Point-per-instance localization data:
##########

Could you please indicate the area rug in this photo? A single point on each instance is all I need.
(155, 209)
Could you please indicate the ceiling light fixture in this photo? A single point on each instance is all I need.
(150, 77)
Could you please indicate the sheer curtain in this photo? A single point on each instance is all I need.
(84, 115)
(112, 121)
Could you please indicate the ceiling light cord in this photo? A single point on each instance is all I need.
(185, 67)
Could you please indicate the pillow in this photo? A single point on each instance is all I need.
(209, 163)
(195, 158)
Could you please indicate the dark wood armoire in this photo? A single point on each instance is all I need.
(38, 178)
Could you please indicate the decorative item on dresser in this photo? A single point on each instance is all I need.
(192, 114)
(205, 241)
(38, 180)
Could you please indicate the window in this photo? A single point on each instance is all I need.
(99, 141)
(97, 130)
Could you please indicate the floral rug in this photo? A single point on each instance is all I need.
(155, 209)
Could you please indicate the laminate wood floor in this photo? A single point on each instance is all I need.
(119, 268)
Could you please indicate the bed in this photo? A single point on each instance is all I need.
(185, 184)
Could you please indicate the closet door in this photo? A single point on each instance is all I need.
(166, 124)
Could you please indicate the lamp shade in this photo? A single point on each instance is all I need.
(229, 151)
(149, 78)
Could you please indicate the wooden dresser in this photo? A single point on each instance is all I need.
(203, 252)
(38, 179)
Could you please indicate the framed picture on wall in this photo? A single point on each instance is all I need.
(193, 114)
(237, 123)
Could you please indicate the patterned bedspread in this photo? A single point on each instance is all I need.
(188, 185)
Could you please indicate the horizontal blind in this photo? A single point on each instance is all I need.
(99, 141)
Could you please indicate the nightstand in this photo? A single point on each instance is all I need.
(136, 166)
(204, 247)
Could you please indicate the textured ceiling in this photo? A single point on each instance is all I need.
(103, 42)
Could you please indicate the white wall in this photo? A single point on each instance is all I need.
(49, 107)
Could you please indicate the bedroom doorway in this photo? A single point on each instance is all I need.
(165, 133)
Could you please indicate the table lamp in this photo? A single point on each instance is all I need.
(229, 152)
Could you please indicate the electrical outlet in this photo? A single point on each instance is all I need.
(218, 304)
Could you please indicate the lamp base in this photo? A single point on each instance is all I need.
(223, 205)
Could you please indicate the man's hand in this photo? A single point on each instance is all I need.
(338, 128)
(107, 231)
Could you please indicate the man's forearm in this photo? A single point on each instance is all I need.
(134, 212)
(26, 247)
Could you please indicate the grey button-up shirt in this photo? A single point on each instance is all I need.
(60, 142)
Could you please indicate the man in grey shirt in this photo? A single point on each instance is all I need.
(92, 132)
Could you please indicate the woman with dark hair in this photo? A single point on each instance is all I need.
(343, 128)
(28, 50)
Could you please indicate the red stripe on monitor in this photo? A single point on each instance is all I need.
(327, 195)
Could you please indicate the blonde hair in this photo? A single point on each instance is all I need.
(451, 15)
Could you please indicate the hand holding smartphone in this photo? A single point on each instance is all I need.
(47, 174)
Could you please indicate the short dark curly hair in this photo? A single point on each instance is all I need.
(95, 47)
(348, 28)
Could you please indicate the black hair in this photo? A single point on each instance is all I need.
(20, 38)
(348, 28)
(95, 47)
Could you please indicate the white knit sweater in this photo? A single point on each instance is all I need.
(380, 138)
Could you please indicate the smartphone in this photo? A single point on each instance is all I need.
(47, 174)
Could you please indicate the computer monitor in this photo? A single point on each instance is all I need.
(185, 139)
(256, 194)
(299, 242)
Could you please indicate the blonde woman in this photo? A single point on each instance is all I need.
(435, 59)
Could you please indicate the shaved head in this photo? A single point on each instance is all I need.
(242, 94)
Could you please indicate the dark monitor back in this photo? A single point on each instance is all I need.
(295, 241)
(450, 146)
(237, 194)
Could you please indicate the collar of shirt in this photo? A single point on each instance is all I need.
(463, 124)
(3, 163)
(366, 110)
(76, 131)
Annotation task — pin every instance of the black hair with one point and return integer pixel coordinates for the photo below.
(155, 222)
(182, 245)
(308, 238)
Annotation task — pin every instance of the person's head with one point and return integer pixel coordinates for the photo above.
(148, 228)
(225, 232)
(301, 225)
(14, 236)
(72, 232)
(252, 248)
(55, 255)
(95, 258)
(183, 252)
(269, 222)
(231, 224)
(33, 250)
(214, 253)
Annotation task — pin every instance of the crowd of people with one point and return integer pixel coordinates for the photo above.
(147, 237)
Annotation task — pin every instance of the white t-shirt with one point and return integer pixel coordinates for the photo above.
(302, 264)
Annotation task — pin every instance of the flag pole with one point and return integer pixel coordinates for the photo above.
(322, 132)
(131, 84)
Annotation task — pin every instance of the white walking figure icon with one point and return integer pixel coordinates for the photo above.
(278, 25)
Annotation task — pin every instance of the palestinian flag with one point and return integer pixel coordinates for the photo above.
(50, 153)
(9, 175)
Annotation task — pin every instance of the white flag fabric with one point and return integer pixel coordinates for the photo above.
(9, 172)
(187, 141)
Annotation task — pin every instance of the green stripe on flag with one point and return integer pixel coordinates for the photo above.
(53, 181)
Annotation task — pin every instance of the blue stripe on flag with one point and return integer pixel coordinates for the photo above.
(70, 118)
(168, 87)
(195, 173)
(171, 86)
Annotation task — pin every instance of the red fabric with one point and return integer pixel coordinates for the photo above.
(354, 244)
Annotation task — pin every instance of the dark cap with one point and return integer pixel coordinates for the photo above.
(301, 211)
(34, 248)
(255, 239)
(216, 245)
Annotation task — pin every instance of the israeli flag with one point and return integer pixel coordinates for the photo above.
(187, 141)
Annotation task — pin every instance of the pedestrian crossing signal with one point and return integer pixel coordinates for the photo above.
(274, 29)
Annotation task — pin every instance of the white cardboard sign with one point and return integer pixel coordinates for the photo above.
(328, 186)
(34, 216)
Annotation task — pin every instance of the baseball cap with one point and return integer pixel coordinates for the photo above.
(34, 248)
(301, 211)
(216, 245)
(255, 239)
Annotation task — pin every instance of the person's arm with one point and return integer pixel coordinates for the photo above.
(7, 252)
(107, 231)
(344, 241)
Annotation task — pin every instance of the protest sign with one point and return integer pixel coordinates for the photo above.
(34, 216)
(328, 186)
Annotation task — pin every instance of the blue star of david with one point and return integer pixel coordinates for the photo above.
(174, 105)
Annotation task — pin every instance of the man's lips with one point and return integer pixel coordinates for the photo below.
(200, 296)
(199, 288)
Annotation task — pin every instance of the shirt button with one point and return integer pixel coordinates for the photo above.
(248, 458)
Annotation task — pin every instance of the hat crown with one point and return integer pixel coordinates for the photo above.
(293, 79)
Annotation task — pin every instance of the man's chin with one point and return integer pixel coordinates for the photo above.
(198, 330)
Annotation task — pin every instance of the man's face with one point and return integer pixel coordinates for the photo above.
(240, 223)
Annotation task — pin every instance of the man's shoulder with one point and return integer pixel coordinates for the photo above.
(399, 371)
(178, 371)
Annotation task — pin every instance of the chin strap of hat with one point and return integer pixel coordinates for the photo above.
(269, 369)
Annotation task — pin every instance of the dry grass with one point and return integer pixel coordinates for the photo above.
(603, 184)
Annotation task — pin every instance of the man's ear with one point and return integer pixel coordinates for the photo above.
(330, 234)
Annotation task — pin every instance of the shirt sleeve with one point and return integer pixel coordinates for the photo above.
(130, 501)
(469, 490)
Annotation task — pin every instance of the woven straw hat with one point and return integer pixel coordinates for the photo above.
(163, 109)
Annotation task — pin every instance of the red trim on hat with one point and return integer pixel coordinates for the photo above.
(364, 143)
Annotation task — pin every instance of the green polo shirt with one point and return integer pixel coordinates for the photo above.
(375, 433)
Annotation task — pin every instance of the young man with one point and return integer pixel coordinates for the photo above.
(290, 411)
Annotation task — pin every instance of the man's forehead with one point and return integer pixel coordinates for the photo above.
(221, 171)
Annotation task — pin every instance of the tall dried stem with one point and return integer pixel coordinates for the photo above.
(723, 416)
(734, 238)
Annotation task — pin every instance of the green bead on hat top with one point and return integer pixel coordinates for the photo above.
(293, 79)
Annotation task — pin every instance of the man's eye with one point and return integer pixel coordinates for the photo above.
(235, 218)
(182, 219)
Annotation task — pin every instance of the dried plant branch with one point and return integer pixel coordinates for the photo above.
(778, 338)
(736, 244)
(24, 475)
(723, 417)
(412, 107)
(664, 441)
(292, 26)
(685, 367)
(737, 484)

##########

**ACTION ITEM:** Write out again only the lines from the one with "Annotation task — pin every instance of the green polo" through the last line of the records above. Keep every word as it stands.

**RESPONSE BELOW:**
Annotation task — pin every instance of the green polo shirt with one point and return integer pixel coordinates for the photo above.
(375, 433)
Annotation task — pin every instance of the young man with one point and return integer pixel coordinates for the photo above.
(290, 411)
Annotation task — pin every instance of the man's forehead with one point and return integer pixel coordinates for the photo above.
(221, 171)
Annotation task — pin every instance of the tall dried stem with one point and return integer pixel coordinates for the photo above.
(723, 416)
(734, 238)
Annotation task — pin every instance of the green bead on hat top with one point and return integer pixel coordinates for the photo above.
(293, 79)
Annotation task — pin every instance of the man's eye with one point and return integer pixel coordinates for the photo above.
(235, 218)
(182, 219)
Annotation task — pin every instance of the dried plant branch with one point and return integer pixel coordinates for the photo above.
(778, 338)
(736, 244)
(24, 475)
(723, 417)
(412, 107)
(664, 441)
(292, 26)
(685, 367)
(737, 484)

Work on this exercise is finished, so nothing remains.